REQUIREMENT:
Please write out, unchanged, everything in the peanut allergy text below from "I know someone" down to "a grocery store.".

TEXT EXCERPT:
Airplanes are a special case for peanut allergies because they use a recirculated air system that keeps pumping the same air around over and over, spreading allergens over the enitre area of the plane while not giving them any way to escape.
Grocery stores are larger, contain the peanuts in unopened packages, and have continual air replenishment. Therefore there is less chance of encountering anything you might have a reaction to.
I know someone with such allergies problems who makes extensive use of on-line grocery delivery services and has her husband unpack the stuff when it arrives, just in case a mistake has been made.
While my allergies are not so bad as that, they are a collassal inconvenience. Accurate labeling on food is a MUST. I don’t want to deprieve anyone of enjoying their favorite foods, I just want the information to be complete so I can stay healthy.
I have heard of people were allergies so sensative they they reacted to a Snickers bar still in the wrapper. However, I think there would be a reasonable expectation for someone who had an allergy like that to know that peanut products would be in a grocery store.
What I don’t understand about this whole peanut-allergy thing is, has it actually become more common in the past few decades? Or is it just being reported more because of larger populations and better communications?
I’d hate to have to declare my apartemnt off-limits to a friend because I’ve had peanut-butter on the cutlery.
I wonder, as the warning becomes more common, does it become devalued? When every store covers its ass with a warning that some products MAY contain traces of nuts, does it get harder to spot the products that DO contain traces of nuts?
It’s my understanding, though, that wheat allergies are both more common and typically more severe than peanut allergies, but that many people who think they’re allergic to peanuts aren’t. With as much publicity as peanut allergies get, a person who eats a peanut butter sandwhich and subsequently gets sick is likely to blame the peanuts, regardless of whether they had anything to do with it.
First of all, there is overreactive/overprotective parents. They find out the kid is allergic to something (like peanuts) and want to declare a 1/2 mile wide “No Allergen Zone” around the kid. This is not practical an seldom truly necessary. MOST people with food allergies are not as sensitive as all that (just a very few) and can co-exist in the same room as the Offending Substance without dropping dead - as long as they don’t eat.
In fact, even if they DO eat an Offending Substance, many folks with food allergies will not drop dead. They may acquire an itchy rash. They may have uncontrollable vomiting or diarrhea. Clearly, none of the above is something we want to have happen in public, even if it’s not fatal.
The best tactic is to ASK. “Do you have a food allergy?” “Oh, you’re allergic to X? What precautions should I take?” If you’re cooking something, save the wrappers from the ingrediants so an allergic person can read them. THEY usually know what is and isn’t a problem.

SUPPLIED MATERIAL:
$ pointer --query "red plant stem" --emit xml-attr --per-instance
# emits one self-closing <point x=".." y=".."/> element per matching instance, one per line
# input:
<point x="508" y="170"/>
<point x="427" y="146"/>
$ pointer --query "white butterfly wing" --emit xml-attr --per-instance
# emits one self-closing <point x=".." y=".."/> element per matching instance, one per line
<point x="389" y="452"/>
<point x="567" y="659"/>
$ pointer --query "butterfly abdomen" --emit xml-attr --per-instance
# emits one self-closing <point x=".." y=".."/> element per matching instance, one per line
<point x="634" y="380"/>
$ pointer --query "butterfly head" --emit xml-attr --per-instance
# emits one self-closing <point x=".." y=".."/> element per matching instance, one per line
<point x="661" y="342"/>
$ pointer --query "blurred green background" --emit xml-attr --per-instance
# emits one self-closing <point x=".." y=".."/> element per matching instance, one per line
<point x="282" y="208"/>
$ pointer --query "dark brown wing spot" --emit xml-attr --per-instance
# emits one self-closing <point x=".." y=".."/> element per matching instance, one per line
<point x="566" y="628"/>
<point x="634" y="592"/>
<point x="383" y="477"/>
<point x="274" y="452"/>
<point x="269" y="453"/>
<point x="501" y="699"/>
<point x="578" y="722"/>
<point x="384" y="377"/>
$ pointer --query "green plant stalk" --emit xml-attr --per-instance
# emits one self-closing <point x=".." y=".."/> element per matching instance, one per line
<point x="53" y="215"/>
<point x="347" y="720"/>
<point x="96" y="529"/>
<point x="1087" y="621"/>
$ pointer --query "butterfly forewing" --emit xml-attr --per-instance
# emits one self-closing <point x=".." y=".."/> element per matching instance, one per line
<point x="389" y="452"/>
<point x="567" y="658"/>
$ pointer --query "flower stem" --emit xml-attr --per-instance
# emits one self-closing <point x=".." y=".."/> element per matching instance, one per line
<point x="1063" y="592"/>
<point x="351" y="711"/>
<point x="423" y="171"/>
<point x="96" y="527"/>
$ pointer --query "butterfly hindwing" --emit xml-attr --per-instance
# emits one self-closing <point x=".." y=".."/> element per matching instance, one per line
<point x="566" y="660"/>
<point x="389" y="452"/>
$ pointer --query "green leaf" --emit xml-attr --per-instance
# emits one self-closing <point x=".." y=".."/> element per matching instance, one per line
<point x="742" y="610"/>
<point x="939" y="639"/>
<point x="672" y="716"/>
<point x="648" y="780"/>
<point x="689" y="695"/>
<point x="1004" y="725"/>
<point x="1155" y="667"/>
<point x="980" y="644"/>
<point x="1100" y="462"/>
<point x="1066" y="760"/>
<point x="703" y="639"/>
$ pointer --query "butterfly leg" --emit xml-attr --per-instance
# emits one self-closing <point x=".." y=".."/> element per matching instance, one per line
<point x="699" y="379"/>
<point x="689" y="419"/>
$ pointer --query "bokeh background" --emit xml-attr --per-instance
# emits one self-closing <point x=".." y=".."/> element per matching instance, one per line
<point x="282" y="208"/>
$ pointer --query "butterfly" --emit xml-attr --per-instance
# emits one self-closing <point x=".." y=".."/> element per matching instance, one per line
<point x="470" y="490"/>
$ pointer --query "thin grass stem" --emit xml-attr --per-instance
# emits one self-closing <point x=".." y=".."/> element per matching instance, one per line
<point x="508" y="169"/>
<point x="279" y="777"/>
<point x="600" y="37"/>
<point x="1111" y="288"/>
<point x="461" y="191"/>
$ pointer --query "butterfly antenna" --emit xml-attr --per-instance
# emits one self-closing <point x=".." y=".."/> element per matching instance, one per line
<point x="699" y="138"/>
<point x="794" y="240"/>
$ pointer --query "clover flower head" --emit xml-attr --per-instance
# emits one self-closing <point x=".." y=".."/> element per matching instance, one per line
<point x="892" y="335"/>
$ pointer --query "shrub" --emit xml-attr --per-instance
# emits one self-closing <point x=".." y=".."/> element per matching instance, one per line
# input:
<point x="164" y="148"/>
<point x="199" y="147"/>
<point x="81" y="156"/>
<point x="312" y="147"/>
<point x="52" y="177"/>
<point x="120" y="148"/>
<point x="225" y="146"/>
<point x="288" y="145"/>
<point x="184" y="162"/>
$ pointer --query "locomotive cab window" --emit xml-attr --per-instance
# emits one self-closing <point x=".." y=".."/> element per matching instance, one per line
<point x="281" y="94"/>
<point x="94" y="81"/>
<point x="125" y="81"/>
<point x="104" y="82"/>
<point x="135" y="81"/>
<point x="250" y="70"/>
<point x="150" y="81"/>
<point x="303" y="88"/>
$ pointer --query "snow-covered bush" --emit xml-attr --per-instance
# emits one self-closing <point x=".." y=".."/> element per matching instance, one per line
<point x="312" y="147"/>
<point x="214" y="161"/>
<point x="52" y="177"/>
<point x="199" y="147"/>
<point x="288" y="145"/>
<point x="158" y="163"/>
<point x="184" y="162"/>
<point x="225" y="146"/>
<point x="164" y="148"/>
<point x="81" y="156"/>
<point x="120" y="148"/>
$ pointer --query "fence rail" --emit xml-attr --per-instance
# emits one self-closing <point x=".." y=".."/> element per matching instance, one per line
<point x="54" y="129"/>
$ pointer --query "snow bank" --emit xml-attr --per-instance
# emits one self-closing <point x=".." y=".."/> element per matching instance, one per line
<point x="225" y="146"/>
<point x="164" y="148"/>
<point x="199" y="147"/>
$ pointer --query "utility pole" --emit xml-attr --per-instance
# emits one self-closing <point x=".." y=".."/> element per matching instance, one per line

* * *

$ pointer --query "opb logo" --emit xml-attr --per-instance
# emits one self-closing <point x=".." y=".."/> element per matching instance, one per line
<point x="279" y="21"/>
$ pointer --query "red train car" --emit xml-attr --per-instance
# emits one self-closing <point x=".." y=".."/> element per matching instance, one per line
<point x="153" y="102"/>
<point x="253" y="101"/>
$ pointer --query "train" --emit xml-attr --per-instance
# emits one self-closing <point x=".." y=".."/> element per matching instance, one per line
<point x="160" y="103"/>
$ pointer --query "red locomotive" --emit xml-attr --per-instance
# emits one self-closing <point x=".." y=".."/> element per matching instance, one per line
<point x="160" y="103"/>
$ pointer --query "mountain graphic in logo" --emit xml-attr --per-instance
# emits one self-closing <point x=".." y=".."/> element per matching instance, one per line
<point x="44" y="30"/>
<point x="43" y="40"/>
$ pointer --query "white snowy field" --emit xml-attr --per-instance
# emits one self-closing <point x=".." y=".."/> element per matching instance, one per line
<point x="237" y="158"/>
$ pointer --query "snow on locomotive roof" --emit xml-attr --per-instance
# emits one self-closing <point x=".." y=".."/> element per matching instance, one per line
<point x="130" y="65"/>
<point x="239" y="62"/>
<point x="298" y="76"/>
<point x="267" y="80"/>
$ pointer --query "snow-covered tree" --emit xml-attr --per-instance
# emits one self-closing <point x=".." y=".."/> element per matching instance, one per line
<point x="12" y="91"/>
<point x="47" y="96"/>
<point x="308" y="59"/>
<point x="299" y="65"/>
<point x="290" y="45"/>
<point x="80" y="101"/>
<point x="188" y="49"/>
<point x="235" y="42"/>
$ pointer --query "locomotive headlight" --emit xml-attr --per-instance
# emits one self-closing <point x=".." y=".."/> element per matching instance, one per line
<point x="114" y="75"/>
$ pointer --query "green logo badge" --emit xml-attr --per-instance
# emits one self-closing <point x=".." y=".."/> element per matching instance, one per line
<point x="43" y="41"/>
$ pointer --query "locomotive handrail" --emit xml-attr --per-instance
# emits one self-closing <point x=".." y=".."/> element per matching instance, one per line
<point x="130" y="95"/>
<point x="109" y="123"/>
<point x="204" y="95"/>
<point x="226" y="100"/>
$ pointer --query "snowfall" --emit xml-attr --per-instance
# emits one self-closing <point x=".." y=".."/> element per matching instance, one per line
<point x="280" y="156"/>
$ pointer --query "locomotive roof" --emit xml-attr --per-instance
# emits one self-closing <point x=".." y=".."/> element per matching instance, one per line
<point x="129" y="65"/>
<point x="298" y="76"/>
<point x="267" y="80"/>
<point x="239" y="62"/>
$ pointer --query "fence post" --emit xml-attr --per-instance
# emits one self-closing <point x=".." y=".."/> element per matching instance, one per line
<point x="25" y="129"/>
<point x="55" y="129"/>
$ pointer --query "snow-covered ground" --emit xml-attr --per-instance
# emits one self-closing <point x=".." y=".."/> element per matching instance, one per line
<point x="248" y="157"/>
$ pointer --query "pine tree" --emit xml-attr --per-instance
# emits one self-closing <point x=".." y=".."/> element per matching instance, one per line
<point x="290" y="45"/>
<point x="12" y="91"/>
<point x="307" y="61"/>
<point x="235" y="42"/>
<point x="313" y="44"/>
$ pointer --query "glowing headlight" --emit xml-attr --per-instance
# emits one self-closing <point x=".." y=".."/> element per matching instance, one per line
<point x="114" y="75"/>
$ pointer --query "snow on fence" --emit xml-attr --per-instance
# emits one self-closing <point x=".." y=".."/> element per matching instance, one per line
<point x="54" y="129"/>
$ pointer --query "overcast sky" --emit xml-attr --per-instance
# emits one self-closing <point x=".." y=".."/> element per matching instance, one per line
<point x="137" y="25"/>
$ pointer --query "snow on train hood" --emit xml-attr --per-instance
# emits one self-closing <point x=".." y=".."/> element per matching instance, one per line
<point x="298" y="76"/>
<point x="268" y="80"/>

==

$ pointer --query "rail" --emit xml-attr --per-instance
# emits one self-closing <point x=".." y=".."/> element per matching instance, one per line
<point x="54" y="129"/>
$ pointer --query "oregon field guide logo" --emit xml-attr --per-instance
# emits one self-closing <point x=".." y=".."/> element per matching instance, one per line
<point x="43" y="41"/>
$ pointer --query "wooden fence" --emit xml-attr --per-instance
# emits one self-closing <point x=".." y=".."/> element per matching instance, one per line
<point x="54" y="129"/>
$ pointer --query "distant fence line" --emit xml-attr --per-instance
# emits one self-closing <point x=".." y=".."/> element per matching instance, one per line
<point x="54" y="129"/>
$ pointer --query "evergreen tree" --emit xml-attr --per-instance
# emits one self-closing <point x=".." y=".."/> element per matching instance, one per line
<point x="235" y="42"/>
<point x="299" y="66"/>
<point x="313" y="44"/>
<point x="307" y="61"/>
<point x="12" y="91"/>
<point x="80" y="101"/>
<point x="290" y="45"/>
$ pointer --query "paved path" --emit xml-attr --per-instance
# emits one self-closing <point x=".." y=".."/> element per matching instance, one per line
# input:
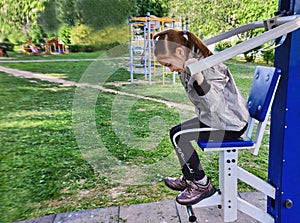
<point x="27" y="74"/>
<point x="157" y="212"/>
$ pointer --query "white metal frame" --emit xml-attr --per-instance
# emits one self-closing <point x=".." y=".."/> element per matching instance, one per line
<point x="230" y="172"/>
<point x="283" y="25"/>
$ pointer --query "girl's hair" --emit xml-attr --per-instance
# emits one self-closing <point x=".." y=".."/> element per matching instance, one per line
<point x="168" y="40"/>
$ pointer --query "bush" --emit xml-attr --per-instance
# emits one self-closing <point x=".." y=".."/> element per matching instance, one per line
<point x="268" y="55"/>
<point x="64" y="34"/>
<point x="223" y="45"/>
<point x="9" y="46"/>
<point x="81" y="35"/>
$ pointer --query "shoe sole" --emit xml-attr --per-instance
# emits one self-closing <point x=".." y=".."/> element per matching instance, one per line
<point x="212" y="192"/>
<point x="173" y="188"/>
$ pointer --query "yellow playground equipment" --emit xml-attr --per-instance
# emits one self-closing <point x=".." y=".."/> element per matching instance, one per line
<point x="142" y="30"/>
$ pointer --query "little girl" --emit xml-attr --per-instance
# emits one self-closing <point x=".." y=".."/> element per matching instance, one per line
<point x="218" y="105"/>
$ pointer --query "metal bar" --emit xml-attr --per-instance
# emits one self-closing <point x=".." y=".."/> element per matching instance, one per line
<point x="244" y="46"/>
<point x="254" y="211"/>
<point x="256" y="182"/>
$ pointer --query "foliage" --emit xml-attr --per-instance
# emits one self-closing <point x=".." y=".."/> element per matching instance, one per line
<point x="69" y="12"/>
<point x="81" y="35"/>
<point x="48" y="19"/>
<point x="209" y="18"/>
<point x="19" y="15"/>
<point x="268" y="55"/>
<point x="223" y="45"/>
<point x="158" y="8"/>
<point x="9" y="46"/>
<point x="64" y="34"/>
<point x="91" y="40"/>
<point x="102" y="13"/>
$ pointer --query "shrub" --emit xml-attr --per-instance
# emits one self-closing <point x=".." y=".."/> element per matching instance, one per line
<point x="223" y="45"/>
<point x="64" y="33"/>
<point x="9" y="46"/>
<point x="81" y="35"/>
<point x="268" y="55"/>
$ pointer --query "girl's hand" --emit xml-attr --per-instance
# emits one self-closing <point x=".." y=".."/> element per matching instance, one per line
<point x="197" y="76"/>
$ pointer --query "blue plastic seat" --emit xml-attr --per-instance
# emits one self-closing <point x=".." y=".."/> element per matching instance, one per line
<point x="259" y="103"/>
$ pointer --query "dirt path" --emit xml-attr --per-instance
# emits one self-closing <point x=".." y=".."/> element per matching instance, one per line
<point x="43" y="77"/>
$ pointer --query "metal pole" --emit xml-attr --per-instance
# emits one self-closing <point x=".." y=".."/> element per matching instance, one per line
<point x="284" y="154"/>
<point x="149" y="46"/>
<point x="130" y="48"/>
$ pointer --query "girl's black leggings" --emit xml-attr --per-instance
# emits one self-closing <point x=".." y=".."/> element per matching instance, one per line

RESULT OF THE EXERCISE:
I know someone with such allergies problems who makes extensive use of on-line grocery delivery services and has her husband unpack the stuff when it arrives, just in case a mistake has been made.
While my allergies are not so bad as that, they are a collassal inconvenience. Accurate labeling on food is a MUST. I don’t want to deprieve anyone of enjoying their favorite foods, I just want the information to be complete so I can stay healthy.
I have heard of people were allergies so sensative they they reacted to a Snickers bar still in the wrapper. However, I think there would be a reasonable expectation for someone who had an allergy like that to know that peanut products would be in a grocery store.